- **Given task**
Copy out, with no changes, the stretch from the start of the rows through the line containing "left=154, top=60, right=200, bottom=68".

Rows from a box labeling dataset

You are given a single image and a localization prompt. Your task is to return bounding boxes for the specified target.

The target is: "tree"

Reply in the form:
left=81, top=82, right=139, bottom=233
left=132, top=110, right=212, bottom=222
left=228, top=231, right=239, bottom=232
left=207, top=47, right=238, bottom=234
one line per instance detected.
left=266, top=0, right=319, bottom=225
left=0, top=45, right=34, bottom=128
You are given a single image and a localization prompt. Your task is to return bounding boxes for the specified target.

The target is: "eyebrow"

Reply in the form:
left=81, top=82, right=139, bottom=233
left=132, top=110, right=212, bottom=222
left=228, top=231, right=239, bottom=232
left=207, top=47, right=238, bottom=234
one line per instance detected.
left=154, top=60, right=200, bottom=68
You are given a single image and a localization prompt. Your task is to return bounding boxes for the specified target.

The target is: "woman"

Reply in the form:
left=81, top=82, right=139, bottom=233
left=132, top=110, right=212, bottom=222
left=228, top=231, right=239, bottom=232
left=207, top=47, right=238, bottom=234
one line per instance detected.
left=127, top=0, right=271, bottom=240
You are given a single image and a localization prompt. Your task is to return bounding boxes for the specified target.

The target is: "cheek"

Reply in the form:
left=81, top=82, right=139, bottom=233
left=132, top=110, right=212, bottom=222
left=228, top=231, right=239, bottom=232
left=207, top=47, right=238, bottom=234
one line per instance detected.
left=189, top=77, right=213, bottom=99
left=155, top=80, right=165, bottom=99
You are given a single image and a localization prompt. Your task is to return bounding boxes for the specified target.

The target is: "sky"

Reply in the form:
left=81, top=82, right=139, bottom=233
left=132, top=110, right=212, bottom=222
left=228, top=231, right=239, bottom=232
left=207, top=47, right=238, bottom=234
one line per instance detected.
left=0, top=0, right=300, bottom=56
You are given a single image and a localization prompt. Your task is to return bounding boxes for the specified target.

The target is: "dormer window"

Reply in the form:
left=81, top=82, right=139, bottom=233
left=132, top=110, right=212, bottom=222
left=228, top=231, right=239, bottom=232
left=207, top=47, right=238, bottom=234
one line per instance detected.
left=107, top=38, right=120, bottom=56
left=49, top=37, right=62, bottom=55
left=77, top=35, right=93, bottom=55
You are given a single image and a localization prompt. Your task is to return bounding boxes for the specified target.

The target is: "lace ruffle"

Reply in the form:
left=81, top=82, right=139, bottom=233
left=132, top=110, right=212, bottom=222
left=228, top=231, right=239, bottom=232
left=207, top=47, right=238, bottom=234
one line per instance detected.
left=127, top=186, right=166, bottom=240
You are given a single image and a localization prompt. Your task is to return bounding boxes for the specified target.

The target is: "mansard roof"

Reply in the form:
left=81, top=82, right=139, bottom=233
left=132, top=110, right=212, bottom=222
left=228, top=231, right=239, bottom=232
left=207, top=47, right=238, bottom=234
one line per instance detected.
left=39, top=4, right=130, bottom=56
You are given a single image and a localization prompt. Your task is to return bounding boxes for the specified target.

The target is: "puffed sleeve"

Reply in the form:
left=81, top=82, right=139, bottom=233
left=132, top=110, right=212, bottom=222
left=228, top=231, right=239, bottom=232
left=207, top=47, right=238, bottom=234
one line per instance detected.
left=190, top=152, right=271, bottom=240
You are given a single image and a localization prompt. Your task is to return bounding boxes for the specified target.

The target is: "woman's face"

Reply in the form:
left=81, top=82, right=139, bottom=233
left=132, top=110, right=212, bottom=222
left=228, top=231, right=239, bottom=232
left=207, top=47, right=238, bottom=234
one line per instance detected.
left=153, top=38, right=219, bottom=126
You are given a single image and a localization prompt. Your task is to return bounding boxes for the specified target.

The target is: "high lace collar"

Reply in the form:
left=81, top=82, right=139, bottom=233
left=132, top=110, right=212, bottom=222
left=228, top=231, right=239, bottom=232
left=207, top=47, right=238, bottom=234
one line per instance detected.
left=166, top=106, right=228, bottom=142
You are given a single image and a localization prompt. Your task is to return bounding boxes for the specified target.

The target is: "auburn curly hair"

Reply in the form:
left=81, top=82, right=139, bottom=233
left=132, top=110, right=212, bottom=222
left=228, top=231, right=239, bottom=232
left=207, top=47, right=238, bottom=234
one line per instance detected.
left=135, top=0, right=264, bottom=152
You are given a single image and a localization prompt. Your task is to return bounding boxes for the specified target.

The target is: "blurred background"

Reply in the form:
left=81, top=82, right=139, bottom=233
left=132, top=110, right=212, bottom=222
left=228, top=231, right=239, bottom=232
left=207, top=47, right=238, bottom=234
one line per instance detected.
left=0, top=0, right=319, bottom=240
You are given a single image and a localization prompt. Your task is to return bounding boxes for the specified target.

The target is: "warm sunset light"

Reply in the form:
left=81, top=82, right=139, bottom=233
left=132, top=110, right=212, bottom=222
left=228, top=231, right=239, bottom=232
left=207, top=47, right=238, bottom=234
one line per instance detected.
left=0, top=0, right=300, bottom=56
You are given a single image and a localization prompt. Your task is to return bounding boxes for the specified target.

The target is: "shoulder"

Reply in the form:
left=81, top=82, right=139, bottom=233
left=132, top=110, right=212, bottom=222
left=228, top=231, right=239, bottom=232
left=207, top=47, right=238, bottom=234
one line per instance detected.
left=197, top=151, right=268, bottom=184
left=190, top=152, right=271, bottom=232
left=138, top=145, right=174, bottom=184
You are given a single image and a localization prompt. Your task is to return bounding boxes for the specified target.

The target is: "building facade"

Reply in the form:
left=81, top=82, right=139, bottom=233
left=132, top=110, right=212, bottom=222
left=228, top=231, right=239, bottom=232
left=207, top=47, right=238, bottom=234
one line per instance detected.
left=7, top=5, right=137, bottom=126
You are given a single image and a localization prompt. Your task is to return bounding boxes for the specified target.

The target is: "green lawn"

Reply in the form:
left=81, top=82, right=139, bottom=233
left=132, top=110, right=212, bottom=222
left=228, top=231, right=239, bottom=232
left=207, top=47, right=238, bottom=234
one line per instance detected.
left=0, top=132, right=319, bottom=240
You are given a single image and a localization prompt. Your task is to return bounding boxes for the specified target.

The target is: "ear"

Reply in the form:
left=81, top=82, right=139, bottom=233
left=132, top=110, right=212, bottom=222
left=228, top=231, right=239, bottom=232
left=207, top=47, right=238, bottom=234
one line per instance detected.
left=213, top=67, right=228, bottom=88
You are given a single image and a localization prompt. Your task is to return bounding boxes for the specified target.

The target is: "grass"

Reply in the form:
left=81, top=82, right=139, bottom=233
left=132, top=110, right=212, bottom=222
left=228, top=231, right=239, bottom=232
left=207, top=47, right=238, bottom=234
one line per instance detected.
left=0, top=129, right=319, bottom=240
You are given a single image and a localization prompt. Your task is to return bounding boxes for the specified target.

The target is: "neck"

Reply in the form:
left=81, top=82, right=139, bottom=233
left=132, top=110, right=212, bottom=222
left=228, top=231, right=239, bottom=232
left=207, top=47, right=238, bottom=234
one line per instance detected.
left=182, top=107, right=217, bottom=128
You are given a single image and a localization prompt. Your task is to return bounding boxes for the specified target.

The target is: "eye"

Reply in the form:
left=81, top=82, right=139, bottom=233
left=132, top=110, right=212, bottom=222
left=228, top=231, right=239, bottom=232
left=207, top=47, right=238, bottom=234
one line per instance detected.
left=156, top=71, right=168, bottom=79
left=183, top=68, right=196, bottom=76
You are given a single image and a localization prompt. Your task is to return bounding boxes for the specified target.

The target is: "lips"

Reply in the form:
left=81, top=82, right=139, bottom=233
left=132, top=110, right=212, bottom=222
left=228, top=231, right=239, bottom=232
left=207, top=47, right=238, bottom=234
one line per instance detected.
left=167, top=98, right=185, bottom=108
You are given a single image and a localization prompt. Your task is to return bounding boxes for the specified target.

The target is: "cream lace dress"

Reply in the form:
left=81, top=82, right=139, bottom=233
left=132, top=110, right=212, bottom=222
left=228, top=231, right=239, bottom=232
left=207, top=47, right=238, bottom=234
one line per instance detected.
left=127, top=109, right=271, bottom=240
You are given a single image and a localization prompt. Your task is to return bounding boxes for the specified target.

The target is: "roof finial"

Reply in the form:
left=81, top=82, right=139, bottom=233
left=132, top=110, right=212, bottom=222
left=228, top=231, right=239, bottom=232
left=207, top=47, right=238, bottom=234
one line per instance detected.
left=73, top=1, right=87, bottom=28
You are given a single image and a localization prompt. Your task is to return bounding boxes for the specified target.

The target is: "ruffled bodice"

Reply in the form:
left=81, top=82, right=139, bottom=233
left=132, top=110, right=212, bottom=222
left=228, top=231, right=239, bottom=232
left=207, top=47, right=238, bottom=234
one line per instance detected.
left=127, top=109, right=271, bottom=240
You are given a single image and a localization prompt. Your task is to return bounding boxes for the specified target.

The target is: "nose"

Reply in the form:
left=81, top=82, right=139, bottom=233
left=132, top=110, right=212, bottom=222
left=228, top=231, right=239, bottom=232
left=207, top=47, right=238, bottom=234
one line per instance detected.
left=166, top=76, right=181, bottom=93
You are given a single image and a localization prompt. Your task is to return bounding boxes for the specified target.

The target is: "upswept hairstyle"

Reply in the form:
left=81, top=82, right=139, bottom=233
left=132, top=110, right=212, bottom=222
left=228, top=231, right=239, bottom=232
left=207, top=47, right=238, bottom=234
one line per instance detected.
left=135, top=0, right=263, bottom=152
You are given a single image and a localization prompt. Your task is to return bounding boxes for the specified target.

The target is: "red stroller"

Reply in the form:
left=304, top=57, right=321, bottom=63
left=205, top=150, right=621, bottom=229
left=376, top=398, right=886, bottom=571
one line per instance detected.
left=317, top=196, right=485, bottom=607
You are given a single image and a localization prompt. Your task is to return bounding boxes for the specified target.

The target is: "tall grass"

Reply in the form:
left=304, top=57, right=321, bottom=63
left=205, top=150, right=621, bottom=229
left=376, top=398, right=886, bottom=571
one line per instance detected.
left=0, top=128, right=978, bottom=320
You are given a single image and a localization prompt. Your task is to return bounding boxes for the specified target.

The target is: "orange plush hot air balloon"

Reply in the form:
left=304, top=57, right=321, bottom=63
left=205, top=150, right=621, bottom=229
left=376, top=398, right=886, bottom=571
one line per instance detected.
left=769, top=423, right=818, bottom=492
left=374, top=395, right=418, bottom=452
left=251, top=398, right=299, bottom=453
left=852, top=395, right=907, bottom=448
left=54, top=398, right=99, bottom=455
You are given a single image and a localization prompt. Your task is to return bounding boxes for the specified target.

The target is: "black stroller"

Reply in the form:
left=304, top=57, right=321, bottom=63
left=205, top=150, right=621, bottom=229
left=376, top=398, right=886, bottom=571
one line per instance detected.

- **Correct result**
You are given a single image and a localization prompt. Your task is to return bounding boxes for the specified target.

The target is: "tree"

Reply in the form:
left=81, top=82, right=139, bottom=233
left=132, top=110, right=212, bottom=222
left=228, top=231, right=239, bottom=232
left=207, top=47, right=238, bottom=234
one line per instance detected.
left=266, top=0, right=319, bottom=225
left=0, top=45, right=34, bottom=128
You are given a single image and a localization prompt. Your task is to return bounding boxes for the specified target.

The target is: "eyebrow"

Reply in the form:
left=81, top=82, right=139, bottom=233
left=132, top=110, right=212, bottom=222
left=228, top=231, right=239, bottom=232
left=207, top=47, right=238, bottom=234
one line per instance detected.
left=154, top=60, right=200, bottom=68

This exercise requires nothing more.